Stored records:
---+---
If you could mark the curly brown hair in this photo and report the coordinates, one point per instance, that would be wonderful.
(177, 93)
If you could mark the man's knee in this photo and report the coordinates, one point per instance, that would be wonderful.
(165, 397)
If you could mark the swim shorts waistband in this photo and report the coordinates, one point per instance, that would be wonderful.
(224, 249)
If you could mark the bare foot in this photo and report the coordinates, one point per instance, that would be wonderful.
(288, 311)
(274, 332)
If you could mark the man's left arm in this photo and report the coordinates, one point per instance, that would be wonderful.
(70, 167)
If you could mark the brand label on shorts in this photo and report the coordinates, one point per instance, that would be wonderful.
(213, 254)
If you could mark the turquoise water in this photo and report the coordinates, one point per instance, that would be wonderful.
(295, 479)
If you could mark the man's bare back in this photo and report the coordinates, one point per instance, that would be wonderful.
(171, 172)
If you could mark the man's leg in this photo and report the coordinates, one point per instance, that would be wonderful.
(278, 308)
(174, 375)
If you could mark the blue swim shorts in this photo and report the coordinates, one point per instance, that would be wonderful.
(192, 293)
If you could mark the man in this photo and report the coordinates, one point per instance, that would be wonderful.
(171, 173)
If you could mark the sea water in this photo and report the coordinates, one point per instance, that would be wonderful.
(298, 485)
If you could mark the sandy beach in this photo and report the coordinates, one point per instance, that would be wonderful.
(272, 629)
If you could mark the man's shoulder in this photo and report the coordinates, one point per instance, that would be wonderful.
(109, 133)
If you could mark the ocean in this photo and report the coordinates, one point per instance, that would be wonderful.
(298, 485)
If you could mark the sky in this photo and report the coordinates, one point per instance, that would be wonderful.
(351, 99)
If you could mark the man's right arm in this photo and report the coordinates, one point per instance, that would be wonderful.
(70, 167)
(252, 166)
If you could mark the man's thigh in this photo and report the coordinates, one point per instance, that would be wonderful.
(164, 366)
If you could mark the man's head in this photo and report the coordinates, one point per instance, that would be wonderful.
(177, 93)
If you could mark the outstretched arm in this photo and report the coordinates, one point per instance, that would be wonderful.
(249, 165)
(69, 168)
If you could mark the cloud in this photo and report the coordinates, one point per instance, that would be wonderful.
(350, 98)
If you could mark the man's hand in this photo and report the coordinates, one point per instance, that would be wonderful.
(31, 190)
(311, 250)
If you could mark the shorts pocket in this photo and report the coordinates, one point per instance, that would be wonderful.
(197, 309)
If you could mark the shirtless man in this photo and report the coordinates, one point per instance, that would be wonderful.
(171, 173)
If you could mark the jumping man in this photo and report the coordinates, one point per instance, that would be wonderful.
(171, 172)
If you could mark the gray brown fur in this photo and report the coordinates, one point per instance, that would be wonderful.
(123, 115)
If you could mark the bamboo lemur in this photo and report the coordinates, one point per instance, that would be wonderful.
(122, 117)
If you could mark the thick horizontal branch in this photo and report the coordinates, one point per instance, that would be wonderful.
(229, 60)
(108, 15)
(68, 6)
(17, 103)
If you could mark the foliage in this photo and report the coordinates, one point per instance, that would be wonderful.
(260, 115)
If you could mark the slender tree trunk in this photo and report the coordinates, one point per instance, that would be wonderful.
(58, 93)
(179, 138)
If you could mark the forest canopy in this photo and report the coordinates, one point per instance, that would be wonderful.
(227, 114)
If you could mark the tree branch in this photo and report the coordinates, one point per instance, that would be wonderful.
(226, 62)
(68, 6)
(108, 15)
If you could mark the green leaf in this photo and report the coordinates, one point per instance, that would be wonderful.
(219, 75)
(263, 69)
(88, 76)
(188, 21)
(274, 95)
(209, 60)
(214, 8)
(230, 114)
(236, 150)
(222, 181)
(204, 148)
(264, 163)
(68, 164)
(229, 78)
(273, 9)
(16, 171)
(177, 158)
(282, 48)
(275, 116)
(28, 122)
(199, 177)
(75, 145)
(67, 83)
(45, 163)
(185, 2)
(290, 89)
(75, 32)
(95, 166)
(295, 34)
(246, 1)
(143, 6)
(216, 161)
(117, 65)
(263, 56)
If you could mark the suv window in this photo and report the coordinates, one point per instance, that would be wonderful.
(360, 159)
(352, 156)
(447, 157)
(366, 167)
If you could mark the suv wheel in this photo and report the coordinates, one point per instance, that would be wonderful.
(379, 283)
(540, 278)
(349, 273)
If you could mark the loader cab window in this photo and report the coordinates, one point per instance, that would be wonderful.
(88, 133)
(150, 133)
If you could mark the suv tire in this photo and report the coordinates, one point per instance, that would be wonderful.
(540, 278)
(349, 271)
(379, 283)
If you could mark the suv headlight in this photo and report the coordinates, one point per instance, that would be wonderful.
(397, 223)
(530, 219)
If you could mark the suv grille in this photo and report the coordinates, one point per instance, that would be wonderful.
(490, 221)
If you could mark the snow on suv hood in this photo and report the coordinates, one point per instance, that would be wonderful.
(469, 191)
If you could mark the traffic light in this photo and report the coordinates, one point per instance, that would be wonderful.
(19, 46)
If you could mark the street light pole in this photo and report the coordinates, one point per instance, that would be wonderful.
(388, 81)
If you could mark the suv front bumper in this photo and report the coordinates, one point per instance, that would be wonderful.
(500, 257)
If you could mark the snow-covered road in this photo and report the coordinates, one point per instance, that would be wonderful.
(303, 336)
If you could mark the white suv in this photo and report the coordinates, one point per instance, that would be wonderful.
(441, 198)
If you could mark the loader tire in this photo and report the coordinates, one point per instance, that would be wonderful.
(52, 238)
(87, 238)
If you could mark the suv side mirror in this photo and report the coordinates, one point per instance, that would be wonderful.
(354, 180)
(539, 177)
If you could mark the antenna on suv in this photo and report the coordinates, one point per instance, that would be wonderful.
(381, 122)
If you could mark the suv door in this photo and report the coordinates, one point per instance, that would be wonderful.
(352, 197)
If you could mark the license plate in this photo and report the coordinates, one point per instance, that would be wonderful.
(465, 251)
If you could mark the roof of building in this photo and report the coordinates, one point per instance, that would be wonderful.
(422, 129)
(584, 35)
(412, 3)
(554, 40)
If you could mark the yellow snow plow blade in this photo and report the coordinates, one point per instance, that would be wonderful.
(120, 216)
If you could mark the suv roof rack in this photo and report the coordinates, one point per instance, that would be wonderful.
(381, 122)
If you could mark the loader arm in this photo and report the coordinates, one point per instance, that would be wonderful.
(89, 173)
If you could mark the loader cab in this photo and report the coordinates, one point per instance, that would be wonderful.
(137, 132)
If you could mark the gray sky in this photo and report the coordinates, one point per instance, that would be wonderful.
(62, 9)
---+---
▸ WHAT YOU NEED TO DO: Return the entries above exactly, each one complete.

▸ TASK ANSWER:
If you could mark the curly brown hair in this photo and report the coordinates, one point per instance, that would be wonderful.
(177, 93)
If you could mark the man's knee in this photo and report the coordinates, one point per instance, that would be wonderful.
(165, 397)
If you could mark the swim shorts waistband in this photo and report the coordinates, one point per instance, that would be wonderful.
(224, 249)
If you could mark the bare foot in this photo and report the coordinates, one point per instance, that would be wonderful.
(288, 311)
(274, 332)
If you could mark the man's left arm in this photo and report the coordinates, one point per instance, that would be wonderful.
(70, 167)
If you could mark the brand label on shorts in this photo and report the coordinates, one point per instance, that would be wonderful.
(213, 254)
If you could mark the turquoise water in this photo and report the coordinates, one point per instance, that would be wonderful.
(295, 479)
If you could mark the man's bare back in this photo and report the coordinates, one point per instance, that would be wonderful.
(171, 172)
If you could mark the man's leg in this photo and report the coordinates, one point per instance, that would be wonderful.
(278, 308)
(174, 375)
If you could mark the blue swim shorts in this photo and report the coordinates, one point per instance, that would be wonderful.
(192, 293)
If you could mark the man in this photo and report the coordinates, one point per instance, that would be wonderful.
(171, 173)
If you could mark the sea water in this photo and report the coordinates, one point per instance, that would be wonderful.
(298, 485)
If you could mark the sandy beach in this photo and report the coordinates, one point per instance, that would be wonderful.
(272, 629)
If you could mark the man's shoulder in this photo and report the coordinates, one point per instance, that would be wonderful.
(109, 133)
If you could mark the ocean in this photo and report the coordinates, one point per instance, that would be wonderful.
(298, 485)
If you could mark the sky in this photo and report the coordinates, one point per instance, that would be wonderful.
(351, 99)
If you could mark the man's right arm in this photo and report the coordinates, one point per instance, that would be wonderful.
(70, 167)
(252, 166)
If you could mark the man's thigh in this photo and report the coordinates, one point per instance, that would be wonderful.
(164, 366)
If you could mark the man's head in this photo and report the coordinates, one point per instance, that would be wonderful.
(177, 93)
If you could mark the outstretched arm in this photo and report the coordinates, one point per instance, that would be wonderful.
(249, 165)
(69, 168)
If you could mark the cloud in this photo and report the coordinates, one point per instance, that would be wonderful.
(350, 98)
If you could mark the man's hand in this photo and report the coordinates, one point per instance, that would be wonderful.
(31, 190)
(311, 250)
If you could mark the shorts pocket in this photo and report the coordinates, one point per instance, that would be wonderful.
(197, 309)
If you could mark the shirtless man in this photo and report the coordinates, one point per instance, that would be wonderful.
(171, 173)
If you could mark the jumping man in this photo and report the coordinates, one point per instance, that would be wonderful.
(171, 172)
If you could mark the gray brown fur in this photo and report the coordinates, one point per instance, that would be wonderful.
(123, 115)
If you could mark the bamboo lemur in this photo and report the coordinates, one point per instance, that would be wonderful.
(122, 117)
If you could mark the thick horizontal branch in this photo and report the coordinates, one point per instance, that would be wonderful.
(229, 60)
(108, 15)
(68, 6)
(17, 103)
If you could mark the foliage in this photo and report the coordinates, one point per instance, that would be wonderful.
(260, 115)
If you could mark the slender tree trunk in this photo and report the coordinates, one point per instance, that would be wonderful.
(58, 93)
(179, 138)
If you could mark the forest canopy in this photo and report the coordinates, one point per instance, that would be wonderful.
(227, 114)
If you could mark the tree branch in this photo and report the coordinates, one point per instance, that would be wonderful.
(226, 62)
(68, 6)
(108, 15)
If you could mark the green leaf in this photo and report the coordinates, one point per instance, that would be wonderful.
(219, 75)
(263, 69)
(88, 76)
(188, 21)
(274, 95)
(209, 60)
(214, 8)
(230, 114)
(236, 150)
(222, 181)
(204, 148)
(264, 163)
(68, 164)
(229, 78)
(273, 9)
(16, 171)
(177, 158)
(282, 48)
(275, 116)
(28, 122)
(199, 177)
(75, 145)
(67, 83)
(45, 163)
(185, 2)
(290, 89)
(75, 32)
(95, 166)
(295, 34)
(246, 1)
(143, 6)
(216, 161)
(117, 65)
(263, 56)
If you could mark the suv window in this photo and report the coordinates, one point per instance, that would be wonderful.
(360, 159)
(352, 156)
(447, 157)
(366, 167)
If you could mark the suv wheel in this photo and report the coordinates, one point per instance, that would be wonderful.
(379, 283)
(540, 278)
(349, 273)
If you could mark the loader cab window in this photo and report the coordinates, one point per instance, that would be wonderful.
(88, 133)
(150, 133)
If you could mark the suv tire in this photo and report the coordinates, one point per instance, that would be wonderful.
(540, 278)
(349, 271)
(379, 283)
If you could mark the suv headlight in this photo and report the coordinates, one point per instance, that would be wonderful.
(397, 223)
(530, 219)
If you could mark the suv grille in this photo and report the coordinates, one point per instance, that would be wonderful.
(490, 221)
If you could mark the snow on suv hood in this photo and report the coordinates, one point per instance, that would be wonderful.
(469, 191)
If you could mark the traffic light in this photo and report the coordinates, one point per instance, that would be wonderful.
(19, 46)
If you could mark the street light pole in this photo and report the coordinates, one point per instance, that would be wonderful.
(388, 81)
If you could mark the suv front bumper in this photo and report the coordinates, one point per instance, that would be wonderful.
(500, 257)
If you could mark the snow-covered road in this photo and report the coordinates, one point per instance, that would be wonderful.
(303, 336)
If you could mark the white suv in this photo and report the coordinates, one point per instance, that would be wonderful.
(441, 198)
If you could mark the loader tire in this photo and report the coordinates, one point per instance, that would be wonderful.
(52, 238)
(87, 238)
If you could mark the suv side mirror in this photo and report the coordinates, one point per instance, that would be wonderful.
(354, 180)
(539, 177)
If you could mark the antenna on suv in this photo and report the coordinates, one point per instance, that would be wonderful.
(381, 122)
If you could mark the suv door in this photo and report the coordinates, one point per instance, that would be wonderful.
(352, 197)
If you could mark the license plate in this photo and report the coordinates, one point per instance, that would be wonderful.
(465, 251)
If you could mark the roof of building in this photo and report the coordinates, one point per instance, that would be wonderful.
(422, 129)
(584, 35)
(412, 3)
(554, 40)
If you could mark the yellow snow plow blade in this photo and report the coordinates, one point per instance, that would be wonderful.
(120, 216)
If you could mark the suv roof rack in this photo and report the coordinates, one point per instance, that would be wonderful.
(381, 122)
If you could mark the loader arm in this photo and report the coordinates, one point per instance, that would be wonderful.
(89, 173)
If you could mark the loader cab in this photo and report the coordinates, one point per instance, that would be wonderful.
(137, 132)
If you could mark the gray sky in this photo and report the coordinates, one point per instance, that would be wonderful.
(62, 9)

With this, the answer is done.